──────── EXCERPTED DATA

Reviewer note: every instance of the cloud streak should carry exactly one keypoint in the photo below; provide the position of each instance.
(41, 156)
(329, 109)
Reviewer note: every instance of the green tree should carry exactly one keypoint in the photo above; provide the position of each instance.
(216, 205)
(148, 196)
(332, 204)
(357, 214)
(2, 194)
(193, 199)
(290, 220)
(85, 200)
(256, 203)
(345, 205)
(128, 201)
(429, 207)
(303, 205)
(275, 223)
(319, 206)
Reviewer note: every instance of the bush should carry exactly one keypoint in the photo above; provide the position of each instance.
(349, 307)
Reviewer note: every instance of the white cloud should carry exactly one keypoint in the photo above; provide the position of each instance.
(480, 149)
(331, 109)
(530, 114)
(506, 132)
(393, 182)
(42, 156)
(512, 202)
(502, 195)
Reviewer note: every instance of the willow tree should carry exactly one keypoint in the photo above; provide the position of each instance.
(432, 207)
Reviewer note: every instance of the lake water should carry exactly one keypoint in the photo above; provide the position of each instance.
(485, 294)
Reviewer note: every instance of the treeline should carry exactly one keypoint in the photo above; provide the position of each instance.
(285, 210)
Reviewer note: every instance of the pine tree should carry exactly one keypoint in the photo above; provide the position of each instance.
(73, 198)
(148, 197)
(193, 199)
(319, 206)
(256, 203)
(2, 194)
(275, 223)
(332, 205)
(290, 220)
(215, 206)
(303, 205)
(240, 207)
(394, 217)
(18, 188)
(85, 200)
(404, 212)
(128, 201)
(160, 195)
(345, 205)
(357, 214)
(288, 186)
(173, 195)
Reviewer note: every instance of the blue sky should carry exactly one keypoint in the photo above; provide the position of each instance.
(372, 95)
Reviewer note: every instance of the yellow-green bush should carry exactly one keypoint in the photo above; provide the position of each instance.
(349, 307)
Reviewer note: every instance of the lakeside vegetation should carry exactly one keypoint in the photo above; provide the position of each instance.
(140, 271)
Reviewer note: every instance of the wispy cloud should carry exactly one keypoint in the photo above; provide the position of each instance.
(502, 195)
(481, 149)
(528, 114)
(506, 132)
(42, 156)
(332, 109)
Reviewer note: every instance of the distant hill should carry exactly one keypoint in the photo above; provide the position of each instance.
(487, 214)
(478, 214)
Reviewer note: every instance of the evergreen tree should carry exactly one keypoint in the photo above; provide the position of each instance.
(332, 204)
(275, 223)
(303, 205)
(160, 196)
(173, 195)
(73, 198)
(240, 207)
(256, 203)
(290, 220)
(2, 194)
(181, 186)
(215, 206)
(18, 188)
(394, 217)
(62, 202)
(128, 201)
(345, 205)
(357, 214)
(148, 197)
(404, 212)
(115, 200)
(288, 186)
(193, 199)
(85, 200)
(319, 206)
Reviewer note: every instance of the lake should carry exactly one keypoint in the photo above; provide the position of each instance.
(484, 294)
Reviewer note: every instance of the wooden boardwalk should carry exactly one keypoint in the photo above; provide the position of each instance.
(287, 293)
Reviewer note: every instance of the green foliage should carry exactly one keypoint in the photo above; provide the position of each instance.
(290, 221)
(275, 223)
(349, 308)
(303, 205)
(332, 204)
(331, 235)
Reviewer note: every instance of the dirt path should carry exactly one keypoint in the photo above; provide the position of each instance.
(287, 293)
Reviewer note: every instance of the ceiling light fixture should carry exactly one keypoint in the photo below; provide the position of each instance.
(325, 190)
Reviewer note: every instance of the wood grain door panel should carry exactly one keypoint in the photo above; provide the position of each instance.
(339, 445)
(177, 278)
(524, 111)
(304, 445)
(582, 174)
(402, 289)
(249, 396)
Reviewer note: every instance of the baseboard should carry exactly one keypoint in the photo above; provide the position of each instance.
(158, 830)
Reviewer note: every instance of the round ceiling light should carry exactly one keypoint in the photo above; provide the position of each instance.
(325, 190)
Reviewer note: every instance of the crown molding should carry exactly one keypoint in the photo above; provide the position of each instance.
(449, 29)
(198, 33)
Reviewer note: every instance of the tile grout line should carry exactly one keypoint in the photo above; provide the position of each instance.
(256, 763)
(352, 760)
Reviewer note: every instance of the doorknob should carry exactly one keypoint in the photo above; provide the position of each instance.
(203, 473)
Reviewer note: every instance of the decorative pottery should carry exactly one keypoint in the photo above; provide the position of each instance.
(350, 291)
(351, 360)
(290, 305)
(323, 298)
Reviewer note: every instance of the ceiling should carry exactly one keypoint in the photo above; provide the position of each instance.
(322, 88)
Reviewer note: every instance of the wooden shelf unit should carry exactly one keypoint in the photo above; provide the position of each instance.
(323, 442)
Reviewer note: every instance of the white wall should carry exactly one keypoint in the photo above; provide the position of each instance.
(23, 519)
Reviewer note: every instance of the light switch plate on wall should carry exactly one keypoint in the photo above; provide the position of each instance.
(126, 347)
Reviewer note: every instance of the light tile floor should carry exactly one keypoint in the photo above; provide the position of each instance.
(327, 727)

────────────────

[EXERCISE DETAILS]: Write the data out once more, exactly as it was given.

[FINISHED TASK]:
Reviewer note: every instance of the cloud streak should carry exactly one keypoint in the photo below; provide the position of each instance.
(41, 156)
(329, 109)
Reviewer note: every instance of the green tree should carry exactly one keypoint in the photo above; provide the position of each instance.
(216, 205)
(148, 196)
(332, 204)
(357, 214)
(2, 194)
(193, 199)
(290, 220)
(85, 200)
(256, 203)
(345, 205)
(128, 201)
(429, 207)
(303, 205)
(275, 223)
(319, 206)
Reviewer note: every instance of the bush should carry exactly one keypoint in the photo above; provide the position of each instance.
(349, 307)
Reviewer note: every instance of the white cloud should carry exactly one keypoint in the photo above; provide the position of each instance.
(480, 149)
(331, 109)
(530, 114)
(506, 132)
(393, 182)
(42, 156)
(512, 202)
(502, 195)
Reviewer note: every instance of the willow tree should carry exactly one keypoint in the photo above; provide the position of each instance.
(432, 207)
Reviewer note: every instance of the lake water should carry exactly one keypoint in the photo above; provide the position of each instance.
(485, 294)
Reviewer note: every instance of the treeline should carry exactly one keypoint in the photo above; provide the position of each instance.
(285, 210)
Reviewer note: every instance of the pine tree should carry exactly one keypoint in the photo above; provide the position of each instance.
(73, 198)
(148, 197)
(193, 199)
(319, 206)
(256, 203)
(2, 194)
(275, 223)
(332, 205)
(290, 220)
(215, 206)
(303, 205)
(240, 207)
(394, 217)
(18, 188)
(85, 200)
(404, 212)
(128, 201)
(160, 195)
(345, 205)
(357, 214)
(288, 186)
(173, 195)
Reviewer note: every instance of the blue sky should carry exactly one keypoint in the photo above; provide the position of each instance.
(372, 95)
Reviewer note: every instance of the yellow-green bush should carry exactly one keypoint in the photo above; provide the position of each instance.
(349, 307)
Reviewer note: every instance of the lakeside vegetation should carry exactly one keypoint in the photo above; provide the position of each instance.
(140, 271)
Reviewer note: every instance of the wispy cloud should carry exactly one keypoint in the photo above; provide the position of each instance.
(502, 195)
(481, 149)
(528, 114)
(506, 132)
(42, 156)
(332, 109)
Reviewer note: every instance of the distant hill should carry exactly one keypoint in the photo above; provide the position of each instance.
(487, 214)
(478, 214)
Reviewer note: every instance of the evergreen tree should carry exactly one keypoint in the photo above; provide the position of each instance.
(332, 204)
(275, 223)
(303, 205)
(160, 196)
(173, 195)
(73, 198)
(240, 207)
(256, 203)
(290, 220)
(2, 194)
(181, 186)
(215, 206)
(18, 188)
(394, 217)
(62, 202)
(128, 201)
(345, 205)
(357, 214)
(148, 197)
(404, 212)
(115, 200)
(288, 186)
(193, 199)
(85, 200)
(319, 206)
Reviewer note: every instance of the lake should carry exactly one keypoint in the photo above; provide the position of each instance.
(484, 294)
Reviewer note: every instance of the wooden boardwalk should carry exactly one keypoint in the photo above; provide the position of each instance.
(287, 293)
Reviewer note: every instance of the green foliage should carry exactly one keypoint in the photo above; provide the position of each instance.
(290, 221)
(275, 223)
(349, 308)
(303, 205)
(332, 204)
(331, 235)
Reviewer note: every instance of the dirt path should carry exactly one keypoint in the photo above; provide the position of each instance.
(287, 293)
Reviewer note: every instance of the ceiling light fixture should carry exactly one keypoint in the photo below; provide the position of each instance.
(325, 190)
Reviewer note: every instance of the wood grain door panel should carry exactly one keypoint in the photo above; provide the position of each instance.
(339, 445)
(177, 278)
(524, 111)
(304, 445)
(582, 174)
(402, 289)
(249, 396)
Reviewer note: every instance of the baseboard should carry exactly one keypoint in the photo above; provide the position of each instance.
(158, 830)
Reviewer note: every instance of the round ceiling light should carry exactly one keypoint in the photo above; provide the position of each instance.
(325, 190)
Reviewer note: every instance of the crown molding should carry exactly one keypoint in the photo above; provide the position of each instance.
(449, 29)
(198, 33)
Reviewer note: every instance of the tile grout line should carry exactly one keypoint in the photo above; provide the position of each instance.
(256, 763)
(352, 760)
Reviewer note: every instance of the doorknob should carry exactly one keypoint in the photo above; provide the position of each instance.
(203, 473)
Reviewer note: every instance of the decorative pottery should carry exactly one keypoint in the photo above; provide the position of each instance.
(350, 291)
(351, 360)
(290, 305)
(323, 298)
Reviewer note: every instance of the ceiling should carry exactly one keypoint in the photo above; provide the position of each instance.
(322, 88)
Reviewer note: every instance of the wooden shelf unit should carry exactly one keypoint in the photo above; provide the position of each instance.
(323, 442)
Reviewer note: every instance of the white wall should carry exactly one keypoint in the photo above; provide the position of each instance.
(23, 519)
Reviewer note: every instance of the light switch plate on wall should carry exactly one keypoint in the photo above; provide the position of each instance.
(126, 347)
Reviewer note: every instance of the light tile floor should carry exactly one keypoint in the photo above; provide the position of each instance.
(327, 727)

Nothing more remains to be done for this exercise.